__INPUT DATA__:
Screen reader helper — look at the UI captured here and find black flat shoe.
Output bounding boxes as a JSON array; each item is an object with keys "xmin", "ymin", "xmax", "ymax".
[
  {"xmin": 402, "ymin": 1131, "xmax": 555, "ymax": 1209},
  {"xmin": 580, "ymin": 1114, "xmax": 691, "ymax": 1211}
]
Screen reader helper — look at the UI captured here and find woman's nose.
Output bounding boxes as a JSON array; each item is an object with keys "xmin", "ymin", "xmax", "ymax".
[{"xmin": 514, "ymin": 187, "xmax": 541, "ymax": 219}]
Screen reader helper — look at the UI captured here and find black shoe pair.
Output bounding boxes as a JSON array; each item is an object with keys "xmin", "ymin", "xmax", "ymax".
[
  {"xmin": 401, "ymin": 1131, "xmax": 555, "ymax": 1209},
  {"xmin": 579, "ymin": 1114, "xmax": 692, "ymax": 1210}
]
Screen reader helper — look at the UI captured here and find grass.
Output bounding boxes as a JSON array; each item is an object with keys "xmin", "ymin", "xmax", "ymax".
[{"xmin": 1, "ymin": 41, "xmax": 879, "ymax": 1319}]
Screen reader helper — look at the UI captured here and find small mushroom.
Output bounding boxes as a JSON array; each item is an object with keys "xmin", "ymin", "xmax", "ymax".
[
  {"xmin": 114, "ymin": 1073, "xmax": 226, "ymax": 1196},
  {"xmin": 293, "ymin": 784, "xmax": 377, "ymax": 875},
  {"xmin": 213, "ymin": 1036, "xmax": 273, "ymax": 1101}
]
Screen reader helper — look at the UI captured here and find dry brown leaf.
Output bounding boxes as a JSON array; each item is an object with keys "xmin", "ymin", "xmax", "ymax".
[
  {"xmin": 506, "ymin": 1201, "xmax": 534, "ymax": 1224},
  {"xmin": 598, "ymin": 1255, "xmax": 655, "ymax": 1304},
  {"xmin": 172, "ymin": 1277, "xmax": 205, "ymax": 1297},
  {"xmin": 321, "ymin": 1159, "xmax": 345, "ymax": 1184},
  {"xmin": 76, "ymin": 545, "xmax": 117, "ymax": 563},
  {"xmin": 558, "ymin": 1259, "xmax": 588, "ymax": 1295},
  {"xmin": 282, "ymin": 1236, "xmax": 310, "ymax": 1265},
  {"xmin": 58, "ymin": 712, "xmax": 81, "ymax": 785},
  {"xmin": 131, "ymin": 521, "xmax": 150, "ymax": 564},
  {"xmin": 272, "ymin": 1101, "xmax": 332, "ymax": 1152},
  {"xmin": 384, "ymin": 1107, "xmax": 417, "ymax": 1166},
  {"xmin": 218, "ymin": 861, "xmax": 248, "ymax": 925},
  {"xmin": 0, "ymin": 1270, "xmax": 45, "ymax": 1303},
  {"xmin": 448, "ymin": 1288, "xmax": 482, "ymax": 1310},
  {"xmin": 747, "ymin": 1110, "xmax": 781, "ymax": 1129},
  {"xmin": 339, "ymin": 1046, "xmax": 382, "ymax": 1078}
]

__WORK TO BE COMPLETED__: Look over the records above and filter for each line with the word "helper".

__REPLY__:
Screen reader helper — look at the UI captured here and find black flat shoe.
Screen reader helper — look at the UI captured here and find woman's nose.
Screen reader helper — look at the UI captured here and find black shoe pair.
Screen reader helper — look at the UI captured here and find grass.
Screen reader helper — look at the UI captured here and find small mushroom.
Screen reader helper — look at the UI captured here and find dry brown leaf.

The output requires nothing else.